:: 文章

Python | OpenCV 與深度學習框架整合 — 實作範例

📑 目錄

📚 前言

在上一篇 OpenCV 與深度學習框架整合 中，我們把電腦視覺常見的術語與工具定位整理清楚——PyTorch、TensorFlow、Keras、YOLO、ResNet、MobileNet 各自是什麼、做什麼。
這一篇進入實作，直接用 PyTorch (ResNet18) 和 TensorFlow/Keras (MobileNetV2) 對影像進行分類，並整合 OpenCV 顯示結果。

🎨 範例圖片

來源：Pexels - Car Image，屬於無版權圖片，可自由下載與使用。
內容：圖片呈現沙漠場景，畫面主要為車輛，非常適合用來測試物件分類模型。
下載後將檔名改為 car.jpg，放到專案的 assets/ 目錄下。

🔎 原理說明

OpenCV：負責影像擷取、前處理與顯示。
深度學習框架：負責模型載入、推論與微調。
整合方式：框架輸出推論結果，OpenCV 負責繪製邊界框或文字。

📂 模型下載與使用說明

PyTorch

使用 torchvision.models 載入預訓練模型 (ResNet、MobileNet 等)。
可進行微調或自訂網路結構。

TensorFlow/Keras

使用 tf.keras.applications 載入預訓練模型 (MobileNetV2、ResNet50 等)。
API 友善，適合快速應用與部署。

🧠 函式與參數說明

📌 `torchvision.models.resnet18()`

載入 ResNet18 預訓練模型：

1	model = resnet18(weights=ResNet18_Weights.DEFAULT)

weights：預訓練權重，建議使用 ResNet18_Weights.DEFAULT 取代舊版的 pretrained=True，避免警告。

::::

### 小練習 1:
回傳記錄中所有含有字串「background」的行。
文章與記錄彼此沒有關聯。

:: 原始資料

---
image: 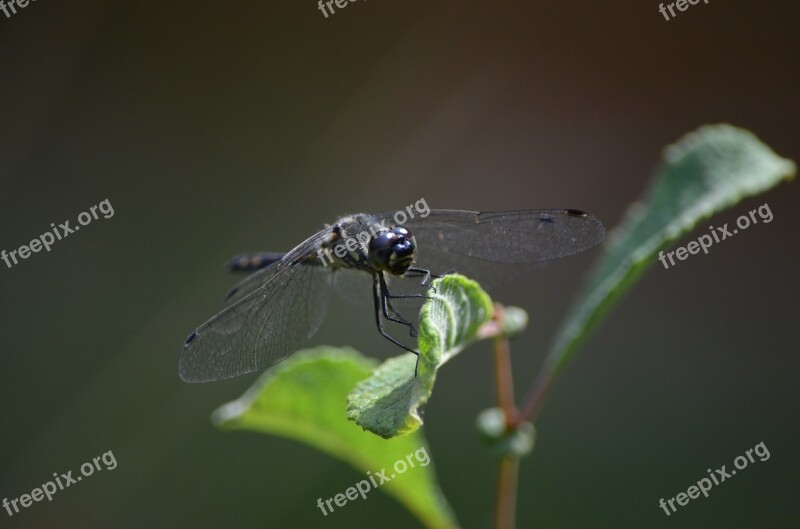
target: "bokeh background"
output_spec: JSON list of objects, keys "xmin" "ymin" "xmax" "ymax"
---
[{"xmin": 0, "ymin": 0, "xmax": 800, "ymax": 529}]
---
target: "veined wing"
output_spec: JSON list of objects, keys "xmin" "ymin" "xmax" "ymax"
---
[
  {"xmin": 178, "ymin": 231, "xmax": 331, "ymax": 382},
  {"xmin": 377, "ymin": 209, "xmax": 605, "ymax": 284}
]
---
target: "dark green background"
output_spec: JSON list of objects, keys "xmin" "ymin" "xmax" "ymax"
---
[{"xmin": 0, "ymin": 0, "xmax": 800, "ymax": 529}]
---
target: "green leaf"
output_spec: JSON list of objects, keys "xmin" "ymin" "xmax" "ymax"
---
[
  {"xmin": 347, "ymin": 274, "xmax": 493, "ymax": 439},
  {"xmin": 212, "ymin": 347, "xmax": 456, "ymax": 529},
  {"xmin": 546, "ymin": 125, "xmax": 796, "ymax": 373}
]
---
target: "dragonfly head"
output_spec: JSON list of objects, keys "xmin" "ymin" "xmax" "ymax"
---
[{"xmin": 367, "ymin": 226, "xmax": 417, "ymax": 276}]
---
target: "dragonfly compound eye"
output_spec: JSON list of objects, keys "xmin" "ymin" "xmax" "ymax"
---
[{"xmin": 368, "ymin": 226, "xmax": 417, "ymax": 275}]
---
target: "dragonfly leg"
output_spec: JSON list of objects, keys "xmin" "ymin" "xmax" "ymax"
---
[
  {"xmin": 372, "ymin": 274, "xmax": 419, "ymax": 378},
  {"xmin": 378, "ymin": 274, "xmax": 419, "ymax": 337}
]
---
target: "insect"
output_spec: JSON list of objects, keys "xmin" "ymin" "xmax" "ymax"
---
[{"xmin": 178, "ymin": 209, "xmax": 605, "ymax": 382}]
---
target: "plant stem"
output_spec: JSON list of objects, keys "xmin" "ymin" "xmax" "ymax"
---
[
  {"xmin": 494, "ymin": 336, "xmax": 519, "ymax": 430},
  {"xmin": 494, "ymin": 456, "xmax": 519, "ymax": 529},
  {"xmin": 494, "ymin": 305, "xmax": 520, "ymax": 529}
]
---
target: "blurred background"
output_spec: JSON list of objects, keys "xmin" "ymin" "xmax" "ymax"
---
[{"xmin": 0, "ymin": 0, "xmax": 800, "ymax": 529}]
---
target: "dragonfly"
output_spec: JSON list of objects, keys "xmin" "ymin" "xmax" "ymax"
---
[{"xmin": 178, "ymin": 209, "xmax": 605, "ymax": 382}]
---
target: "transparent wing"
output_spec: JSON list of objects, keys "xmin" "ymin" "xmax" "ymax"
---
[
  {"xmin": 178, "ymin": 232, "xmax": 331, "ymax": 382},
  {"xmin": 376, "ymin": 209, "xmax": 605, "ymax": 285}
]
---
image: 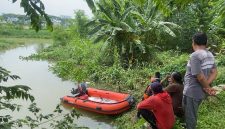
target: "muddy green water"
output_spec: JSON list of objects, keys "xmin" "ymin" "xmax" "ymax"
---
[{"xmin": 0, "ymin": 44, "xmax": 115, "ymax": 129}]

::::

### 小練習 2:
根據文章回答：
(a) 範例圖片下載後要改成什麼檔名？
(b) 實作中用哪個 TensorFlow/Keras 模型對影像分類？
(c) 載入 ResNet18 時，建議用什麼取代舊版的 pretrained=True？

### 預期輸出 1:
target: "bokeh background"
target: "dark green background"
target: "blurred background"

### 預期輸出 2:
(a) car.jpg
(b) MobileNetV2
(c) ResNet18_Weights.DEFAULT